== Source text ==
>>>>

Canada's Lawes, Morris win mixed doubles curling gold
Rout Switzerland 10-3 to become Canada's first 2-time Olympic curling champions
By Doug Harrison, CBC Sports
Canada's Kaitlyn Lawes and John Morris won the first-ever Winter Games gold medal in mixed doubles curling on Tuesday, defeating the reigning world champions from Switzerland 10-3 at the Gangneung Curling Centre in South Korea.
"Wow, this is unbelievable. A dream come true," a beaming Lawes told CBC Sports.
"This is for everyone back home [in Canada] that's always been supportive. It just feels so great," Morris added after securing Canada's third gold medal of the Games and eighth overall. "We [Canada] are having such a great Games, and to give us a boost like this with another gold, it just feels awesome to be a part of that team."
BREAKING - GOLD
Kaitlyn Lawes and John Morris defeat Switzerland to capture first-ever Mixed Doubles Olympic curling gold medal.
They also become the first two Canadians to win gold in curling at the Olympics twice. #cbccurl pic.twitter.com/w1FpBDYITv
After the teams exchanged deuces in the first two ends, Lawes tapped for four in the third to snap a 2-2 tie and give Canada a commanding 6-2 lead.
It was Lawes and Morris's second win over the Swiss in five days after they made Jenny Perret and Martin Rios pay for their mistakes early on the way to a 7-2 win in the round robin.
Lawes and Morris finished the tournament with an 8-1 record, reeling off eight consecutive victories after dropping a 9-6 decision to Norway in their opening match. They are also a combined 29-1 in Olympic play.

<<<<

== Given data ==
>>>>

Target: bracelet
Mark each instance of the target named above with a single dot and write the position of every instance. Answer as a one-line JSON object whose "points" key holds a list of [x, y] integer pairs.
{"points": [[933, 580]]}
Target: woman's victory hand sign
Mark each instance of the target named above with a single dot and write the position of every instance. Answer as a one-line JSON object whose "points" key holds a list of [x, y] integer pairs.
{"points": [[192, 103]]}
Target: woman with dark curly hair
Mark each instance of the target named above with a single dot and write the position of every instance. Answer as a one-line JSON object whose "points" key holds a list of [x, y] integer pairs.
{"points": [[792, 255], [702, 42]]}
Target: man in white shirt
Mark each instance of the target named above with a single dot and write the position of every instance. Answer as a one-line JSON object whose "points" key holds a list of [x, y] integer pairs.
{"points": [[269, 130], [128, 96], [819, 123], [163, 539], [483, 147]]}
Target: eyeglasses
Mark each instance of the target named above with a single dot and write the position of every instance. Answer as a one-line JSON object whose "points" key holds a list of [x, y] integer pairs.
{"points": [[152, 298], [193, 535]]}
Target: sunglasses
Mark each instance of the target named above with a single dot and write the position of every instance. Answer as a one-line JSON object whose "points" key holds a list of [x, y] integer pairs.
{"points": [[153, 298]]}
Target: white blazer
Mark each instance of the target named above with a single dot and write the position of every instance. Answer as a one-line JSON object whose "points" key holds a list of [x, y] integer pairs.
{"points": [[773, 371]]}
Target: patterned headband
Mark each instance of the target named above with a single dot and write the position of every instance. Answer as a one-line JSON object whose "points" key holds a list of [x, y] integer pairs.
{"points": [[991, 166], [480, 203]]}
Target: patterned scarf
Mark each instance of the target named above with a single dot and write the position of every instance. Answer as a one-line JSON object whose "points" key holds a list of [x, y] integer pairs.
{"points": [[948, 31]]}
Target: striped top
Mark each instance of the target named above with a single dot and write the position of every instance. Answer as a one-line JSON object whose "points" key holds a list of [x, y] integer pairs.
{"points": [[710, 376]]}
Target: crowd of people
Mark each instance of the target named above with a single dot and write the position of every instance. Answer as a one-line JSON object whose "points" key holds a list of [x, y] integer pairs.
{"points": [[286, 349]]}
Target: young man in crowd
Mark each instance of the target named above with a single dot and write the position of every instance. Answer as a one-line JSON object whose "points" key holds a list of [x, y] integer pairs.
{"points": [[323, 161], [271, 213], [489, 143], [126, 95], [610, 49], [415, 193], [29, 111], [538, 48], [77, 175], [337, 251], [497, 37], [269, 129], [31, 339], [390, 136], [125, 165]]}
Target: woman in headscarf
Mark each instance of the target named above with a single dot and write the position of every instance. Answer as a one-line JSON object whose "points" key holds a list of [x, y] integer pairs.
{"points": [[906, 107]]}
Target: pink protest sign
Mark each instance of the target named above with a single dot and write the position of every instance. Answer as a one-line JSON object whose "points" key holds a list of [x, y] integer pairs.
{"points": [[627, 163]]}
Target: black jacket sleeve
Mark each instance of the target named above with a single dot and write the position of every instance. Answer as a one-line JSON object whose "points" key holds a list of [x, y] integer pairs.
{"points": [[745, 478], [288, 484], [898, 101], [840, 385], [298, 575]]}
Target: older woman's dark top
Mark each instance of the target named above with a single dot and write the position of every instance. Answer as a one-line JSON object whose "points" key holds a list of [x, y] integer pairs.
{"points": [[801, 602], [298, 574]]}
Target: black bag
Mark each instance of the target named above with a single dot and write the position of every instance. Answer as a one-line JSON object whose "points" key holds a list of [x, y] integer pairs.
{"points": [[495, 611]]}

<<<<

== Given problem A ==
From the curling article, return everything from "Canada's Lawes, Morris" down to "told CBC Sports.", copied word for word.
== Given problem B ==
According to the curling article, which team beat Lawes and Morris in their opening match, and by what score?

== Answer A ==
Canada's Lawes, Morris win mixed doubles curling gold
Rout Switzerland 10-3 to become Canada's first 2-time Olympic curling champions
By Doug Harrison, CBC Sports
Canada's Kaitlyn Lawes and John Morris won the first-ever Winter Games gold medal in mixed doubles curling on Tuesday, defeating the reigning world champions from Switzerland 10-3 at the Gangneung Curling Centre in South Korea.
"Wow, this is unbelievable. A dream come true," a beaming Lawes told CBC Sports.

== Answer B ==
Norway beat them 9-6.